■ Instructions for the task ■
Reproduce every line of the data below verbatim, omitting the pictures.

-- begin Supplied information --

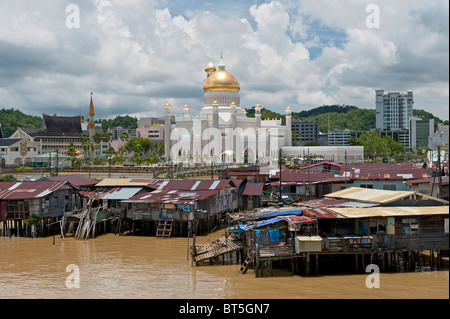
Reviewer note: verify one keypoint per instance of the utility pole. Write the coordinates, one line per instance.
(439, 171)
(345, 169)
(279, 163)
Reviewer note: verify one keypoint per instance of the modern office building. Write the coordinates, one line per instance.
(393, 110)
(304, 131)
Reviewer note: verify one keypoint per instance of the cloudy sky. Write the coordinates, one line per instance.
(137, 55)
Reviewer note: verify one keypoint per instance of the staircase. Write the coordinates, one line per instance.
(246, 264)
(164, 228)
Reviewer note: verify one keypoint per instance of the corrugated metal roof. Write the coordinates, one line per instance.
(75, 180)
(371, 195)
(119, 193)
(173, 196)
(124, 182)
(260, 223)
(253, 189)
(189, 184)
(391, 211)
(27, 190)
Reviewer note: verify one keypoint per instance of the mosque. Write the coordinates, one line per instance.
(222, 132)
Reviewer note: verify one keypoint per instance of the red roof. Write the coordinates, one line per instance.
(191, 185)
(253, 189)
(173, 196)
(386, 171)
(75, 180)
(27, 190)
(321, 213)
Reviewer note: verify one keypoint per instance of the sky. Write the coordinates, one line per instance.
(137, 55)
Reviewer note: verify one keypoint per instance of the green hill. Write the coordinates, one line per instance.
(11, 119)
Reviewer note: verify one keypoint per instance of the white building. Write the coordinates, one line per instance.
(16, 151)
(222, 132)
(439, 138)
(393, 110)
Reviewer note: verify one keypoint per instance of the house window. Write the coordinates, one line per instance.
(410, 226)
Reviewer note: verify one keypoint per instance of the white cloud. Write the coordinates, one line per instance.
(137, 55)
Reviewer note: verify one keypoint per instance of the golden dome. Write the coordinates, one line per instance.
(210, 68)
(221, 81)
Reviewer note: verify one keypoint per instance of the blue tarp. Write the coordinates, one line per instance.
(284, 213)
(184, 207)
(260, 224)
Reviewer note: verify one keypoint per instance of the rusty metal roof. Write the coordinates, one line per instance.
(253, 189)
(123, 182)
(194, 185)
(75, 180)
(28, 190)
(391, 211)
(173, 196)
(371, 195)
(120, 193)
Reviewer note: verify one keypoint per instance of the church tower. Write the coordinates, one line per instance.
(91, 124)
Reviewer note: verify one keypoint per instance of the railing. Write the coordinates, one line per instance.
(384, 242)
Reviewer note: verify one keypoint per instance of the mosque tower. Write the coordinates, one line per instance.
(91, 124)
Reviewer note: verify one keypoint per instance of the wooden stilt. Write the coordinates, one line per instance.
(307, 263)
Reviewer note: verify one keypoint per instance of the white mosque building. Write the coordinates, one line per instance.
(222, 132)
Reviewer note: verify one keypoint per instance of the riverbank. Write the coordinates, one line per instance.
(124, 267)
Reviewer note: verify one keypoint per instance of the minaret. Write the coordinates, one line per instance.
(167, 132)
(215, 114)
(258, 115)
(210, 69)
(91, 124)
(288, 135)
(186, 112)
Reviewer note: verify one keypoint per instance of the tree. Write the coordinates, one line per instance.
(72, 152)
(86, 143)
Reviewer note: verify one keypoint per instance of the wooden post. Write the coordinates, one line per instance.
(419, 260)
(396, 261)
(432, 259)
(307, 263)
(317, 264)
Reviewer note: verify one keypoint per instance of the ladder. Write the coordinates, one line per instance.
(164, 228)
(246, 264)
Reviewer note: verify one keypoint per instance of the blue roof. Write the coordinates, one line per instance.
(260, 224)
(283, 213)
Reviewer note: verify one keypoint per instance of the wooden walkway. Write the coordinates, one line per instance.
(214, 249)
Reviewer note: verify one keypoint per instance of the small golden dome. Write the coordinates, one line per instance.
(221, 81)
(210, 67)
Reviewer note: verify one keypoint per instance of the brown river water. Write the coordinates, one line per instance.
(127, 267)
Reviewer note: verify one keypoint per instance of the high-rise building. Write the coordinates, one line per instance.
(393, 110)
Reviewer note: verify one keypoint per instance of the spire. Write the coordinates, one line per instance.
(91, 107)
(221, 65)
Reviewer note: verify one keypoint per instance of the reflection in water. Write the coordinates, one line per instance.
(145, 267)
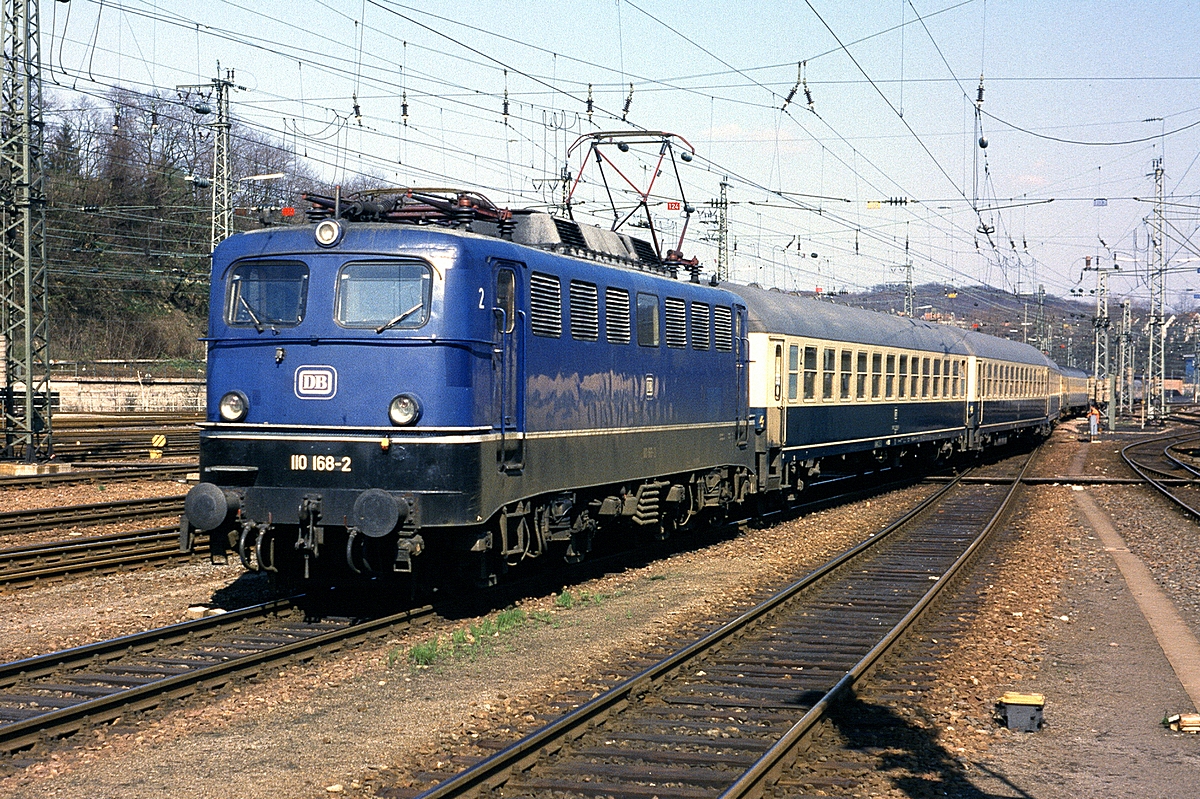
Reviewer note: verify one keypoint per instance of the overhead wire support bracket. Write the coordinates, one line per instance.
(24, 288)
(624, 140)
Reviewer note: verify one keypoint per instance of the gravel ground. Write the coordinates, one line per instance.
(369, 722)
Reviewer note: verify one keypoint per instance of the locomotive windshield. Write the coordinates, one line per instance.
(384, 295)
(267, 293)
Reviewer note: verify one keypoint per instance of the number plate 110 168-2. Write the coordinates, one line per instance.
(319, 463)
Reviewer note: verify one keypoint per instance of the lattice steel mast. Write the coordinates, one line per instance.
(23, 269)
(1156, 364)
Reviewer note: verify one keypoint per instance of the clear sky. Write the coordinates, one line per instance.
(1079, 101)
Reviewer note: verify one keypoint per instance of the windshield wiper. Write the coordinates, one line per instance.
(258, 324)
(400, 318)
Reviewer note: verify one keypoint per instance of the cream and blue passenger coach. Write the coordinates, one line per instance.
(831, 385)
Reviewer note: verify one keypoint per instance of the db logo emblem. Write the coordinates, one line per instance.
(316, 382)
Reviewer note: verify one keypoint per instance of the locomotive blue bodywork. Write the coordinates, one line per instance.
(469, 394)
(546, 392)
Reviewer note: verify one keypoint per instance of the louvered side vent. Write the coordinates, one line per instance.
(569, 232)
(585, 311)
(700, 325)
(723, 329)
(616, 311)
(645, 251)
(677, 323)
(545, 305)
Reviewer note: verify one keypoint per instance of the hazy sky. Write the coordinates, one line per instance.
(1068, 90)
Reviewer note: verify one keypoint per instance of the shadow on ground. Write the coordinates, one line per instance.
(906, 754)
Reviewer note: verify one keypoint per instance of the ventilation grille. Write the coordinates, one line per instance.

-- end Supplied information --

■ Finished exercise ■
Reviewer note: verify one keypoint per instance of the utility pole. Write the coordinates, one line per instance.
(439, 171)
(345, 169)
(279, 163)
Reviewer note: verify one keypoint per instance of the modern office building. Write the coordinates, one line per instance.
(393, 110)
(304, 131)
Reviewer note: verify one keypoint per instance of the cloudy sky. Write the coordinates, one line per instance.
(137, 55)
Reviewer note: verify one keypoint per instance of the staircase. Write the coordinates, one line per instance.
(246, 264)
(164, 228)
Reviewer note: verify one keypoint per instance of the corrugated metal roof. Write the coordinates, one line per instance.
(75, 180)
(371, 195)
(119, 193)
(173, 196)
(124, 182)
(260, 223)
(253, 189)
(189, 184)
(391, 211)
(27, 190)
Reviewer note: verify one keypoint per instance of the mosque. Write the coordinates, one line per instance.
(222, 132)
Reviewer note: verify one keypoint per instance of the red roof. Write the coordinates, one line per instance.
(191, 185)
(253, 189)
(173, 196)
(386, 171)
(75, 180)
(27, 190)
(321, 213)
Reviewer note: verify one keypoint per instance of the sky. Write the coordinates, one line per instance.
(137, 55)
Reviewer note: verify one keypoint per instance of the green hill. Write the coordinates, one line per instance.
(11, 119)
Reviewer note: verify one keypoint per instance of the white building. Write the coordinates, one line per instance.
(16, 151)
(222, 132)
(439, 138)
(393, 110)
Reviewer note: verify one keypoint per instance of the house window. Write the coordinates, one line per instance.
(410, 226)
Reviewer note: verify one keypoint per instance of the white cloud. Write the coordinates, one line per instance.
(137, 55)
Reviewer note: verify one keypoint per instance of the golden dome. Write the coordinates, one line per instance.
(210, 68)
(221, 81)
Reviewer note: verify one keypoint per instance of the blue tarp. Write the coordinates, one line per instance.
(284, 213)
(184, 207)
(260, 224)
Reviewer note: verify one keypoint per instance of the rusty metal roof. Write the coordinates, one line per instance.
(253, 189)
(123, 182)
(194, 185)
(75, 180)
(28, 190)
(391, 211)
(173, 196)
(371, 195)
(120, 193)
Reviewer note: verify one keypoint per instance of the church tower. Write the coordinates, one line per instance.
(91, 124)
Reviewer note: verify one keypoint per instance of the railing. Write the coordinates, one line per instance.
(384, 242)
Reviewer note: verify one keypoint per instance of the mosque tower. Write the coordinates, one line per instance.
(91, 124)
Reviewer note: verify one keypoint per instance of the wooden stilt. Write the coordinates, one line per instance.
(307, 263)
Reviewer note: verify one keypoint per instance of the white mosque building. Write the coordinates, one line per instance.
(222, 132)
Reviewer note: verify one keypoint per instance of the riverbank. Write the coordinates, one line per instance.
(124, 267)
Reviewer note: verify one keypoint per instance of the minaret. Write the coordinates, one line per instance.
(167, 132)
(215, 114)
(258, 115)
(210, 69)
(91, 124)
(288, 135)
(186, 112)
Reviewer note: verify one keypoint per instance of the tree. Write the coordinates, one line per instance.
(72, 152)
(86, 143)
Reviewer note: verify one keypoint per instance of the wooden post. Write the coordinates, one line per instance.
(419, 260)
(396, 261)
(432, 259)
(307, 263)
(317, 264)
Reviewer note: verify one keypoint per instance of the ladder. Write the coordinates, one line per instance.
(164, 228)
(246, 264)
Reviewer note: verify one keypoint per instance of the blue roof. Write the coordinates, one line per instance.
(260, 224)
(283, 213)
Reviewer note: verify one keypoint per instance of the wooden walkway. Write the coordinates, one line per instance.
(214, 249)
Reviewer note: verify one keypoint per instance of the small golden dome. Write the coordinates, one line per instance.
(221, 81)
(210, 67)
Reviewer note: verify one keypoint per instance of the brown river water. Write the coordinates, one line per instance.
(127, 267)
Reviewer note: verify one keypoint per instance of the high-rise building. Write the coordinates, one line per instance.
(393, 110)
Reviewer note: verify one keypoint per instance of the spire. Write the coordinates, one line per instance.
(91, 107)
(221, 65)
Reviewer note: verify one keypoint per instance of the reflection in water. Write the coordinates, one line per instance.
(145, 267)
Reviewer note: verify one keypoint per instance of the overhead wire support bracket. Write the coordinates, one line per instance.
(24, 288)
(624, 140)
Reviewer note: verify one keypoint per instance of the gravel ground. Write the coordinates, one line per instance.
(369, 722)
Reviewer note: verify one keypoint per instance of the locomotive windshield. Write the coordinates, one line per instance.
(384, 295)
(267, 293)
Reviewer note: verify one keypoint per instance of the number plate 110 168-2. Write the coordinates, one line per instance.
(319, 463)
Reviewer note: verify one keypoint per instance of the lattice steel mast. Write the coordinates, one line per instance.
(23, 269)
(1156, 364)
Reviewer note: verify one keypoint per instance of the clear sky. Write the coordinates, one line per instance.
(1079, 101)
Reviewer note: verify one keypoint per instance of the windshield wiper. Write the coordinates, one line per instance.
(258, 324)
(400, 318)
Reviewer note: verify one keypoint per instance of the cream and blue passenger coach. Write the coordinates, one line per instance.
(831, 385)
Reviewer note: verify one keypoint per instance of the db logo emblem. Write the coordinates, one line per instance.
(316, 382)
Reviewer note: verify one keypoint per instance of the locomotive blue bodywork. Write the coordinates, one line per instance.
(469, 394)
(546, 392)
Reviewer note: verify one keypoint per instance of the louvered side vent. Write the coordinates, one line per instance.
(569, 232)
(585, 311)
(700, 325)
(723, 329)
(616, 311)
(645, 251)
(677, 323)
(545, 305)
Reviewer note: verify one keypoint per instance of the hazy sky. Write the coordinates, one line per instance.
(1068, 90)
Reviewer note: verify one keypoint per instance of the shadow on ground. Write the coordinates, one line per instance.
(906, 754)
Reviewer note: verify one keypoint per instance of the ventilation grille. Write the coordinates, one line per instance.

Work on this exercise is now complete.